Object pointing dataset rows:
※ ※ ※
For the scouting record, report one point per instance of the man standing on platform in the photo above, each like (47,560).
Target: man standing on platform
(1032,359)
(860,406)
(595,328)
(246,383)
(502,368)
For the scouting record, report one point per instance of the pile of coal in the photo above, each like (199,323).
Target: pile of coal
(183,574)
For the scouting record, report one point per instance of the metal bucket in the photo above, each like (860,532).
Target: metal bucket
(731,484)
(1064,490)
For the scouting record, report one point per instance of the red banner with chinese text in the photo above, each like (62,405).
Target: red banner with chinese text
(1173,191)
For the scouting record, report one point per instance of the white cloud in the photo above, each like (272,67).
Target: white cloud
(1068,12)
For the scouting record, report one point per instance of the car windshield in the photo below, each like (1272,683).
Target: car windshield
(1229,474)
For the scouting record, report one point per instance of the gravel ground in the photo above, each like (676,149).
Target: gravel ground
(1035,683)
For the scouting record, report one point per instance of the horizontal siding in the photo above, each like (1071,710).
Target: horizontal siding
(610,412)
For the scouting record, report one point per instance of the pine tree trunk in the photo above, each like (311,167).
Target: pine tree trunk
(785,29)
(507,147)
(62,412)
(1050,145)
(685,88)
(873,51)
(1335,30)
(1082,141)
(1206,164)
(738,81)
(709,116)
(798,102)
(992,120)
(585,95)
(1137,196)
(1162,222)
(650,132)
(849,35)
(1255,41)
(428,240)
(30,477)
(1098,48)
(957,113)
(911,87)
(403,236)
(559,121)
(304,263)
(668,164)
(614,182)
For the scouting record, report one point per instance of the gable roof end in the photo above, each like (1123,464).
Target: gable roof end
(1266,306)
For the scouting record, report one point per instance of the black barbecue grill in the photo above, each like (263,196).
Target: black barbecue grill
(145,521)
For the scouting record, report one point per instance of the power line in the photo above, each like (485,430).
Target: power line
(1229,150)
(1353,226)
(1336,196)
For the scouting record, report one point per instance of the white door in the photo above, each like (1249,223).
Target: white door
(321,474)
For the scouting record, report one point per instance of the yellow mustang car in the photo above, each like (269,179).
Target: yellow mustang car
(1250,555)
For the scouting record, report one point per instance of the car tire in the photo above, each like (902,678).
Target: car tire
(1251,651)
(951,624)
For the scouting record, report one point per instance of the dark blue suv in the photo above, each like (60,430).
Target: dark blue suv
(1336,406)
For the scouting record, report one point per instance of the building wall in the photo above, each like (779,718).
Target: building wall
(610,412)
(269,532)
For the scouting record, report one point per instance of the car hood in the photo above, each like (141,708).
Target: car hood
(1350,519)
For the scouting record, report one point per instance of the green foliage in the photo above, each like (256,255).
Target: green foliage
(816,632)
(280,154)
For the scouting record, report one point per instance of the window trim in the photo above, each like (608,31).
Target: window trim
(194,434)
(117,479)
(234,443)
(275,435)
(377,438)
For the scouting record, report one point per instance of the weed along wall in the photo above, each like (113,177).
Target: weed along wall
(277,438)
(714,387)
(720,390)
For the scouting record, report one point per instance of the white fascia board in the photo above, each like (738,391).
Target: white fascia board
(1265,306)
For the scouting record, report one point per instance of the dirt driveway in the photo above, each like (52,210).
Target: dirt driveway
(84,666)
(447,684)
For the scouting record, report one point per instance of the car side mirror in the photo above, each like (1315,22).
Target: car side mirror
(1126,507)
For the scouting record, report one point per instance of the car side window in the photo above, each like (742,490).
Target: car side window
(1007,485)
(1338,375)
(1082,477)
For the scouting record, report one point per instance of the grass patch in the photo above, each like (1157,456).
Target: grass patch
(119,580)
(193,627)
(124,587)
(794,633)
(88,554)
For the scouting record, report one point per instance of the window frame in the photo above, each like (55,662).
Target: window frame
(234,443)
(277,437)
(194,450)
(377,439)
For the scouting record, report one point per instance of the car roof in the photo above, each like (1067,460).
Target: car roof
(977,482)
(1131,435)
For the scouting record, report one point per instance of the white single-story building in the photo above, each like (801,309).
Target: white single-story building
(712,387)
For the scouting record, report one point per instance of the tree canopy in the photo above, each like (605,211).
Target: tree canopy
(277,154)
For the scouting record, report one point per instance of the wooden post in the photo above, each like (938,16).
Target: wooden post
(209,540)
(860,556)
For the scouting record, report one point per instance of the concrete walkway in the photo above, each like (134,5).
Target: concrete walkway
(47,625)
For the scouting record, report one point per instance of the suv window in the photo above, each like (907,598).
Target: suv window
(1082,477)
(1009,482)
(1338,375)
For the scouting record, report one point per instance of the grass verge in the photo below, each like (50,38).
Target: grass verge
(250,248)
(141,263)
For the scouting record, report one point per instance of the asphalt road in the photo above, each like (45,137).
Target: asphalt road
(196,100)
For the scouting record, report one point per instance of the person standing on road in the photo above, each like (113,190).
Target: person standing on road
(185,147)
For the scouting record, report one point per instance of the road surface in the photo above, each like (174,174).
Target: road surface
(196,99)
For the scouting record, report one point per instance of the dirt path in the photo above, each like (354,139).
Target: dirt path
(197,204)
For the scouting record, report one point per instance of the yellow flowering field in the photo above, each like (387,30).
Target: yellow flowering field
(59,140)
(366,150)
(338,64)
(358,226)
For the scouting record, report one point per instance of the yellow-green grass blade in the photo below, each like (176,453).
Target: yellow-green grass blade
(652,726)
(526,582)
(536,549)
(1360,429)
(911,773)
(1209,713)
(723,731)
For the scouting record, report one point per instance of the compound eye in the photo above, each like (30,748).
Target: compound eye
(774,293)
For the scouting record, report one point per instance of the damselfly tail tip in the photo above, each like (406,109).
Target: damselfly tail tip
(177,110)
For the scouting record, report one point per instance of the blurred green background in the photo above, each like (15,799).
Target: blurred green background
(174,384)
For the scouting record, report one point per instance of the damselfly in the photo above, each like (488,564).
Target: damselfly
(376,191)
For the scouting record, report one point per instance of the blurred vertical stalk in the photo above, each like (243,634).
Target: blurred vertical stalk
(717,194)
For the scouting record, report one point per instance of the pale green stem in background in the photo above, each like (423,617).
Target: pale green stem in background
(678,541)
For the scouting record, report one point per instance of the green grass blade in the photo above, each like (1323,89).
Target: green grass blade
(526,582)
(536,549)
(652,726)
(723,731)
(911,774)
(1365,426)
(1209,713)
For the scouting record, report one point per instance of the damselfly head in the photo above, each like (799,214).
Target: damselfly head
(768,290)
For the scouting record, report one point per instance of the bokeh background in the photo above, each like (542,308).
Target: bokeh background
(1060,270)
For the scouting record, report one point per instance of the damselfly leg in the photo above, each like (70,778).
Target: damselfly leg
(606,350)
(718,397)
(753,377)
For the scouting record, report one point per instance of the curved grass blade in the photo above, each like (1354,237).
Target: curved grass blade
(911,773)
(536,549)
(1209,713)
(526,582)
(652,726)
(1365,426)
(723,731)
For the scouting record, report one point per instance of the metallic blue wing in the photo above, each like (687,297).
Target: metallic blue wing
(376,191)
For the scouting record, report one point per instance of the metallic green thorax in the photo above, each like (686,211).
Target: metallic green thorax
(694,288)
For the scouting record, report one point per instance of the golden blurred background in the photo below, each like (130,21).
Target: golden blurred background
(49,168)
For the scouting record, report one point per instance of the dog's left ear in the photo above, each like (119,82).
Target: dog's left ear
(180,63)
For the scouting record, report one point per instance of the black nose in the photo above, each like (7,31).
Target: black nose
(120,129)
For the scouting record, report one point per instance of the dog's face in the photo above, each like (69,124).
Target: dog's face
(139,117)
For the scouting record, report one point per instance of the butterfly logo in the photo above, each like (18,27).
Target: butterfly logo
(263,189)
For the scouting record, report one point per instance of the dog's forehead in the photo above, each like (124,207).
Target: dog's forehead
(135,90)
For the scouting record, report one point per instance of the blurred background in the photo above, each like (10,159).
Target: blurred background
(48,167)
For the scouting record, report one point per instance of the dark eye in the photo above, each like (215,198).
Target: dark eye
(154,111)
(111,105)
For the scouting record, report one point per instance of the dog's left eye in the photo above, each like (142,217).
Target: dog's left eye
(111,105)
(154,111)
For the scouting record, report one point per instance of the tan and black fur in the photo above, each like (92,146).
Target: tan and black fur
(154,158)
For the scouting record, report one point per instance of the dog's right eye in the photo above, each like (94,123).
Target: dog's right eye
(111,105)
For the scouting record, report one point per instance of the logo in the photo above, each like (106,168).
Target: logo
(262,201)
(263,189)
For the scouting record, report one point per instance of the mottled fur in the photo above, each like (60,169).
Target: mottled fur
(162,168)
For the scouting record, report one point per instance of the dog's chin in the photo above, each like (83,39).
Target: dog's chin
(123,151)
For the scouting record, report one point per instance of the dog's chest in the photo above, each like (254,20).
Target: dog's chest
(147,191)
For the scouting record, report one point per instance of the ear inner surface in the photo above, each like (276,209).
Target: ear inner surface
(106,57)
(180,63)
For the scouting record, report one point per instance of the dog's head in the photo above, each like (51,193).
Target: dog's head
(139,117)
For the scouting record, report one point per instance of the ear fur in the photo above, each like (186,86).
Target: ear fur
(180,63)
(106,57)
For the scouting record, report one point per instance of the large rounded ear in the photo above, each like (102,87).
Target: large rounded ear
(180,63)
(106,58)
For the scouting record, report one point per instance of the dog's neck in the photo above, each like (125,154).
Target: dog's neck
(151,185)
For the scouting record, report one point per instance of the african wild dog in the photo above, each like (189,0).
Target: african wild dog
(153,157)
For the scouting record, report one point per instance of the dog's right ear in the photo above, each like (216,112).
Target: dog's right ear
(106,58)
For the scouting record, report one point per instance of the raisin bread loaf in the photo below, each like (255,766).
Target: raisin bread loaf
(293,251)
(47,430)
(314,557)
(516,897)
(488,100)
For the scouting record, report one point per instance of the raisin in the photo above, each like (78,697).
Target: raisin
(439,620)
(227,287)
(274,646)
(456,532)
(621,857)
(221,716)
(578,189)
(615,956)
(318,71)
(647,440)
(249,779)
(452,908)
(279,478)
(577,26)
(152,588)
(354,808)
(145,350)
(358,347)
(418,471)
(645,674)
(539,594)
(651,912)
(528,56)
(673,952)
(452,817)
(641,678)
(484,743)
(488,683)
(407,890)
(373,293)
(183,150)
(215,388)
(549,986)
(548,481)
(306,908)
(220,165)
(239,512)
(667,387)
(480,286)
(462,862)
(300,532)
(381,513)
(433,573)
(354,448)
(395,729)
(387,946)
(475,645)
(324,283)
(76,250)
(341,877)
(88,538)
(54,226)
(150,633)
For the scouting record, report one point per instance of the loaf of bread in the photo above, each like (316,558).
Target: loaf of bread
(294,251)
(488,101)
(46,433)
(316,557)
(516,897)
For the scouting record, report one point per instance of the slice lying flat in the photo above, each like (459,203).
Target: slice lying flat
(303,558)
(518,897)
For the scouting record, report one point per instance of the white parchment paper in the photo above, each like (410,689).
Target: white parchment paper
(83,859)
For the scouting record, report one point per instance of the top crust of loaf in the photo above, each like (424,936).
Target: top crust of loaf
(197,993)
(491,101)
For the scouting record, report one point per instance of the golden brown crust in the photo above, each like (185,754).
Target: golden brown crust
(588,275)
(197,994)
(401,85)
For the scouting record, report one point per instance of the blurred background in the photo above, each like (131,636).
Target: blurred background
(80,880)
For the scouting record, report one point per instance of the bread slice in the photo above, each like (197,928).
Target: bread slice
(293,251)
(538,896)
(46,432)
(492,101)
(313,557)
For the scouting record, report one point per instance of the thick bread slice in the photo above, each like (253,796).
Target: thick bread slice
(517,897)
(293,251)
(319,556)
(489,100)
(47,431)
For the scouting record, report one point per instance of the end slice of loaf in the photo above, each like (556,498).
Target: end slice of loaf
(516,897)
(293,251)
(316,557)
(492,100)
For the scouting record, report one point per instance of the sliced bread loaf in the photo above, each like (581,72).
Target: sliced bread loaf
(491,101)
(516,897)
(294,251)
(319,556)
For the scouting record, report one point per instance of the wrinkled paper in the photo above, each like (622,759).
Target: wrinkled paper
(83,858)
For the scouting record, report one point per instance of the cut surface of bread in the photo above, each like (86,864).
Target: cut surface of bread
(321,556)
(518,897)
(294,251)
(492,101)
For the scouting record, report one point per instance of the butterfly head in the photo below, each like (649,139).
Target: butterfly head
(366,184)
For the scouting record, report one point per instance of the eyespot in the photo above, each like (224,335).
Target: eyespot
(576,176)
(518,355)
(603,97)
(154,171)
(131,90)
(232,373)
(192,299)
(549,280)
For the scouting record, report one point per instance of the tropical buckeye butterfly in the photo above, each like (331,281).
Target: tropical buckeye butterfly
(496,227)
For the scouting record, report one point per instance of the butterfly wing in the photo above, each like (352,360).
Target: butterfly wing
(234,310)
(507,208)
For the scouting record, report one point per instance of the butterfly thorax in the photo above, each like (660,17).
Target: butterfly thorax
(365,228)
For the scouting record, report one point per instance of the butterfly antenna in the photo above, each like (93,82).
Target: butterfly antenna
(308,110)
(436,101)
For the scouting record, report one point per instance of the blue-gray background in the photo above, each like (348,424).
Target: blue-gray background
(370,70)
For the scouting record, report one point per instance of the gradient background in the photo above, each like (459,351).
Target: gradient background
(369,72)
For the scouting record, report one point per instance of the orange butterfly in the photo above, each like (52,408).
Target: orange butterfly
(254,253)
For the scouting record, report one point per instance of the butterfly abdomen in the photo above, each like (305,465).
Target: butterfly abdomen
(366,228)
※ ※ ※
WHAT THE TASK REQUIRES — Reproduce, exactly and with nothing added, the lines from the one that includes "each like (93,82)." through the last line of the material.

EXERCISE OUTPUT —
For the scouting record, report one point per instance of the butterfly antenna in the photo above, each like (93,82).
Target: butterfly antenna
(308,110)
(436,101)
For the scouting record, report one point per instance of the blue-gray background in the photo above, each like (348,424).
Target: blue-gray background
(370,70)
For the scouting record, report one point per instance of the gradient background in the photo above, each like (459,351).
Target: gradient background
(369,72)
For the scouting record, report one point per instance of the orange butterfly in the photo above, each like (52,408).
Target: orange butterfly
(254,253)
For the scouting record, report one point per instance of the butterfly abdomen in the photo above, each like (305,465).
Target: butterfly abdomen
(366,228)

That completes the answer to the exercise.